Given exercise:
Copy out the lines word for word, starting with the line that contains "Could you point out the patio" and continuing through the final line, with both ends included.

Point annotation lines

_ _ _ _ _

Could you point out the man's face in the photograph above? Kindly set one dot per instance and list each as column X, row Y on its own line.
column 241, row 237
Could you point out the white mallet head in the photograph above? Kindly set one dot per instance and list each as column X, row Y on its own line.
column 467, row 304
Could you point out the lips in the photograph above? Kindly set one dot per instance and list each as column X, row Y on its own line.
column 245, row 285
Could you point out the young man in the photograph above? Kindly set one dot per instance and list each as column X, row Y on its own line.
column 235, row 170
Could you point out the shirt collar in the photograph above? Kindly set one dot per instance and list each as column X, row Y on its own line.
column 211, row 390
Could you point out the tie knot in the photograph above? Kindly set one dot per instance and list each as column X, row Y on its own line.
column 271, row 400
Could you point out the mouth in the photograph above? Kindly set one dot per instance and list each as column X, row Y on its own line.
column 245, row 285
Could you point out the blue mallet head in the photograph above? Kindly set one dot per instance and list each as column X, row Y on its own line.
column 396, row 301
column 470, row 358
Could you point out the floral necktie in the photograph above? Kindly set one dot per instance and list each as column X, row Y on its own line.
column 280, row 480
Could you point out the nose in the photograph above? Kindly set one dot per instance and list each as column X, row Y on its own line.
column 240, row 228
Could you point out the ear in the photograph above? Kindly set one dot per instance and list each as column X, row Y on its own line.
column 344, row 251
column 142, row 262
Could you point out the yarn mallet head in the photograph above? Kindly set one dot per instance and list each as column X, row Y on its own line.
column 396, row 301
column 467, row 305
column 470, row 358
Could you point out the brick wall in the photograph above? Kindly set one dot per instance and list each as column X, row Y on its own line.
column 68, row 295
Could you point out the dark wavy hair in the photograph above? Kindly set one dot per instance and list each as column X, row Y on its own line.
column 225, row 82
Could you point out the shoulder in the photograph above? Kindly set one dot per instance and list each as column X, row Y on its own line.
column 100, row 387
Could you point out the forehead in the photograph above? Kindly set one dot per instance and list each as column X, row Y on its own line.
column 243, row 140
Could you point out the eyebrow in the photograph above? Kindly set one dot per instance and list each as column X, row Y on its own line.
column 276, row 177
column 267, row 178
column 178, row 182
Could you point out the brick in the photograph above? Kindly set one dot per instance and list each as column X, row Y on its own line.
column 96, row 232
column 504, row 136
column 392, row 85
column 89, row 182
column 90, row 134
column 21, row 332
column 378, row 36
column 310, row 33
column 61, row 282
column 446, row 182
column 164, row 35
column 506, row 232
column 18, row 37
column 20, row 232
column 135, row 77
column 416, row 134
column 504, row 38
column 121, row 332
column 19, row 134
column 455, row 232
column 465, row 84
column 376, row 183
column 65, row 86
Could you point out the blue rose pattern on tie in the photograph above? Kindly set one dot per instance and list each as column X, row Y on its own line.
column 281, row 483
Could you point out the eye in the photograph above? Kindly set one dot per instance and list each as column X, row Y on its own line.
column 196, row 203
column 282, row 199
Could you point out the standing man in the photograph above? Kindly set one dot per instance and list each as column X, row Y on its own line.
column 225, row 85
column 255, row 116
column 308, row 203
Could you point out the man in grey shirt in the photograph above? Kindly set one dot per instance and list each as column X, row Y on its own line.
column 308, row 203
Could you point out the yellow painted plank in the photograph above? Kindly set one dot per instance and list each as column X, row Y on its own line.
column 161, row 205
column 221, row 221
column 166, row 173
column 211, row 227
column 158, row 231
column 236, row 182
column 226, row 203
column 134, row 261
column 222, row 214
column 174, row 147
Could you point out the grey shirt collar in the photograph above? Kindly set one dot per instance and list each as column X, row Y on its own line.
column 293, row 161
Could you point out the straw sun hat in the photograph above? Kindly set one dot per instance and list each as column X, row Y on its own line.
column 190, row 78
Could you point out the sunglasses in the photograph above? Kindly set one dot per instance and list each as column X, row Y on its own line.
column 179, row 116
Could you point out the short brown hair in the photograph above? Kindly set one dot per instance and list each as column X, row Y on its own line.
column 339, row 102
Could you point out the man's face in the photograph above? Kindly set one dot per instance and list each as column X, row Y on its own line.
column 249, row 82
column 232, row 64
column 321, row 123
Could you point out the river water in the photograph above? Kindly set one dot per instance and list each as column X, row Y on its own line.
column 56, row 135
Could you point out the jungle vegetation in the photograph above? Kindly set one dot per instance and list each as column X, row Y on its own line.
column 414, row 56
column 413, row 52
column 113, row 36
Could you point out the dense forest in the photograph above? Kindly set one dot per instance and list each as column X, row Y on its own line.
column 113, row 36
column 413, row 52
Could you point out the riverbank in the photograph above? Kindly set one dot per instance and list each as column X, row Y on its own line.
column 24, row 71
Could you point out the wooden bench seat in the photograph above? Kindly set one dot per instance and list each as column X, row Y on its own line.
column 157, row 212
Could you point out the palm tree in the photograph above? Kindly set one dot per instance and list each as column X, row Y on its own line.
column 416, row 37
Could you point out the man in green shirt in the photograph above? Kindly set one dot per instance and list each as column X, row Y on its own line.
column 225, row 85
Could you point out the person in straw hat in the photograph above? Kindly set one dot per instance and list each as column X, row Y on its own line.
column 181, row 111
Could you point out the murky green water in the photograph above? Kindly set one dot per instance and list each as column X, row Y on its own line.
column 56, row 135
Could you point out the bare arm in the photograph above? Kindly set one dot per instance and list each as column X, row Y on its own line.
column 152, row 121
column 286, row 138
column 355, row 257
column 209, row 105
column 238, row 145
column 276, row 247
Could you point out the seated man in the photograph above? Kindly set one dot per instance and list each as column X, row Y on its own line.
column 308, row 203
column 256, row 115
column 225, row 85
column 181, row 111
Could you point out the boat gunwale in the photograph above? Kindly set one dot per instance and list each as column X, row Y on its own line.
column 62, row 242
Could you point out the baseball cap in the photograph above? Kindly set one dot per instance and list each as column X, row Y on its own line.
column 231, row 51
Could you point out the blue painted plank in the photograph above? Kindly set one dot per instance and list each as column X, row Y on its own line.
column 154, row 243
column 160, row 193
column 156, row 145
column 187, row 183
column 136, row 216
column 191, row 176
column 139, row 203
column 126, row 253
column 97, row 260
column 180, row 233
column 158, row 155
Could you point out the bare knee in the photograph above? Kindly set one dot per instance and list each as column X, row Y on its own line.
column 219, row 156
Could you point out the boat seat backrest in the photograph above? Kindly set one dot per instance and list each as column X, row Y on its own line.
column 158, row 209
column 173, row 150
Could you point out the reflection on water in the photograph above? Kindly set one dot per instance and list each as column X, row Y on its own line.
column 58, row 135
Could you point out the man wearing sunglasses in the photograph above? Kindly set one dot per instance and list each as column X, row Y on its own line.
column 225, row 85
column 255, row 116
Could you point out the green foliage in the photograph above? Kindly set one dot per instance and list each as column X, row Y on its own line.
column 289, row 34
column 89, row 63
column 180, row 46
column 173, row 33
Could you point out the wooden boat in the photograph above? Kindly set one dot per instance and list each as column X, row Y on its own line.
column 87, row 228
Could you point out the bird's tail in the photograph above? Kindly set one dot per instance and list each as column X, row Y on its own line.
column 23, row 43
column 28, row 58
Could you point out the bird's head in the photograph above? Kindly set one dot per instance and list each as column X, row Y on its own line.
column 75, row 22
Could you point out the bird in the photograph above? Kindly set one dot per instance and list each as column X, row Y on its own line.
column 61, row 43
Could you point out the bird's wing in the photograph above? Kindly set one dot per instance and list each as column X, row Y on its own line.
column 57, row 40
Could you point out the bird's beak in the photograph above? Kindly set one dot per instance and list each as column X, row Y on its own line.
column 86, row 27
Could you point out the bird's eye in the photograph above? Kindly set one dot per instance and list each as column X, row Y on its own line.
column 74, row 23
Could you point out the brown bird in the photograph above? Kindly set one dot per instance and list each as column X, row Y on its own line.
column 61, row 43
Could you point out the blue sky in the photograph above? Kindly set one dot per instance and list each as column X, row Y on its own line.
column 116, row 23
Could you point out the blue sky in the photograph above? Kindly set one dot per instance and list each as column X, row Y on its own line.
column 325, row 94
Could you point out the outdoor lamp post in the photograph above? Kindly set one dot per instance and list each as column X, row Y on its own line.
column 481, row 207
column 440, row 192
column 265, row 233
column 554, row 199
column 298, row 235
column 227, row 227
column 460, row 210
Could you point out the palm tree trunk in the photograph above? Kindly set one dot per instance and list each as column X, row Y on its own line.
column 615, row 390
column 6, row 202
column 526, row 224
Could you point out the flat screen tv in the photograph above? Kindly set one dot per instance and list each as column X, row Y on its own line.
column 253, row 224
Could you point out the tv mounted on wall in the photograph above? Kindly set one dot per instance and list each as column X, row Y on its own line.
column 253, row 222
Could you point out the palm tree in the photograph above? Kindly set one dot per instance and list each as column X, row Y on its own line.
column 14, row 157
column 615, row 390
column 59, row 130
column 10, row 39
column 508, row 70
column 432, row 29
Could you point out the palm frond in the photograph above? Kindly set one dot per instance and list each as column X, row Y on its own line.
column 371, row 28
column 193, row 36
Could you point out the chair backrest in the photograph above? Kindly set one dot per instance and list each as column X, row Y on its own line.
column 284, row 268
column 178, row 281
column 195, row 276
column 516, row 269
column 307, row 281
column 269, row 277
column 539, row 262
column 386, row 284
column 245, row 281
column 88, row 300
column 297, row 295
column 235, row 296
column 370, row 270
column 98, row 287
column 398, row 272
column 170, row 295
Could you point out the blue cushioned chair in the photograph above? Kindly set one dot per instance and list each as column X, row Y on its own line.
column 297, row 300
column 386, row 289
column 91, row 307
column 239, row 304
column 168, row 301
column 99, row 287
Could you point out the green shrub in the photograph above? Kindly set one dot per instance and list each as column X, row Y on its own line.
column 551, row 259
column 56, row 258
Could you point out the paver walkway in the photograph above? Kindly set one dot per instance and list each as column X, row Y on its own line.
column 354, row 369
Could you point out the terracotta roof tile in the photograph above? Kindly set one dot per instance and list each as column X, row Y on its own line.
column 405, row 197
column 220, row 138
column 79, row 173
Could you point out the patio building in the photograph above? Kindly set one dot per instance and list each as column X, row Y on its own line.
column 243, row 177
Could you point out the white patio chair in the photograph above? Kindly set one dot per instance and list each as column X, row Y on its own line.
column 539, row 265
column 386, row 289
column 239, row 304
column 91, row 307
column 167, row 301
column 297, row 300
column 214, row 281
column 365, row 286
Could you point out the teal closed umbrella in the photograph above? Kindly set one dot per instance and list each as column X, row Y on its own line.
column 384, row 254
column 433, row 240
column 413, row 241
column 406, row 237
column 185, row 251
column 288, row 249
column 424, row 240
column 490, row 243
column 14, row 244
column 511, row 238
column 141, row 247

_ _ _ _ _

In response:
Could you point out the patio building in the photograph above? Kindly set one dot per instance and list each as column X, row Y on its own line.
column 243, row 177
Could you point out the white patio chair in the photograph above? Kindly set one dot per instance and list each as column X, row Y on its own line.
column 539, row 265
column 386, row 289
column 239, row 304
column 91, row 307
column 167, row 301
column 297, row 300
column 214, row 281
column 365, row 286
Could you point out the teal closed umbrella in the photograph above? Kindly set one dot per instance and list each as column X, row Y on its own line.
column 384, row 254
column 433, row 240
column 413, row 241
column 406, row 237
column 185, row 251
column 288, row 249
column 424, row 240
column 490, row 243
column 14, row 244
column 511, row 238
column 141, row 247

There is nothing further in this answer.